### Dataset
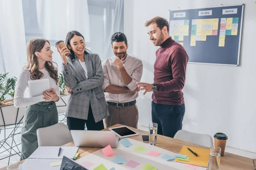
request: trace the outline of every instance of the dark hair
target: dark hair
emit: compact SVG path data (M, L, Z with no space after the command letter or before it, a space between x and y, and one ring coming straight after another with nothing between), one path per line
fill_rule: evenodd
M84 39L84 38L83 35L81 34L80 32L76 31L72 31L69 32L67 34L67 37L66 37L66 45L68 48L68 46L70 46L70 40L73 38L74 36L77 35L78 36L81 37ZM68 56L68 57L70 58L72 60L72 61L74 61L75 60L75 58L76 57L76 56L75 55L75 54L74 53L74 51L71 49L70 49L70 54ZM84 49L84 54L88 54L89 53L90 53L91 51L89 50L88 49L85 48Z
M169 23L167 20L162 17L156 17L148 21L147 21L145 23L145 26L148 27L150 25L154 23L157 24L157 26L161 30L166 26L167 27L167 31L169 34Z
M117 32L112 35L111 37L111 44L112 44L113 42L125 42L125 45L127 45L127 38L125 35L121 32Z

* * *

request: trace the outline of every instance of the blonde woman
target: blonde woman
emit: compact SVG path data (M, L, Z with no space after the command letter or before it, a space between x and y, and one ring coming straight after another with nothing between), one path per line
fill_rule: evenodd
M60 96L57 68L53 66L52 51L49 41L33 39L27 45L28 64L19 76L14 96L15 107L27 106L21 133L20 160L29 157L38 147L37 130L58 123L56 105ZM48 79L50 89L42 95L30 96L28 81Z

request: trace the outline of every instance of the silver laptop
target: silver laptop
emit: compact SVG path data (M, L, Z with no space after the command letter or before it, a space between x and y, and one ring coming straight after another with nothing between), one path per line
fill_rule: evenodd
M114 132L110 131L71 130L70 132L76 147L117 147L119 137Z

==

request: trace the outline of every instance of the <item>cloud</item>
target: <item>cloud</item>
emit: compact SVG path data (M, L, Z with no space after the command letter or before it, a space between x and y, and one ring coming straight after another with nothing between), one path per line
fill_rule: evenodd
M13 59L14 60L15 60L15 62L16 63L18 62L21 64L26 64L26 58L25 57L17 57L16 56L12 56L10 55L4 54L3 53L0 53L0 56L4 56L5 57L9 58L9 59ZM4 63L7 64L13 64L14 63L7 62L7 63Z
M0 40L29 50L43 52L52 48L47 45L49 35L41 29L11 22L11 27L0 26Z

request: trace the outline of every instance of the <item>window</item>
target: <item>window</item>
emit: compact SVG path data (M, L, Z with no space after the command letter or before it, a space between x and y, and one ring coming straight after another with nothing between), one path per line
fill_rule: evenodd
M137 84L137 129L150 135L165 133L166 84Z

### Work to be completed
Return the section that starts at the line containing "request: trace the outline of every instance of the dark" and ends at the line containing "M117 32L112 35L111", copying each line unchanged with both end lines included.

### Response below
request: trace the outline of every instance of the dark hair
target: dark hair
emit: compact SVG path data (M, L, Z with no space after the command letter or before it, a space between x and y, and one ring coming straight after another with nothing between), one path per line
fill_rule: evenodd
M84 39L84 38L83 35L81 34L80 32L76 31L72 31L69 32L67 34L67 37L66 37L66 45L68 48L68 46L70 46L70 40L73 38L74 36L77 35L78 36L81 37ZM68 56L68 57L70 58L72 60L72 61L74 61L75 60L75 58L76 57L76 56L75 55L75 54L74 53L74 51L71 49L70 49L70 54ZM84 49L84 54L88 54L89 53L90 53L91 51L89 50L88 49L85 48Z
M169 23L167 20L162 17L156 17L148 21L147 21L145 23L145 26L148 27L150 25L154 23L157 24L157 26L161 30L166 26L167 27L167 31L169 34Z
M117 32L112 35L111 37L111 44L112 44L113 42L125 42L125 45L127 45L127 38L125 35L121 32Z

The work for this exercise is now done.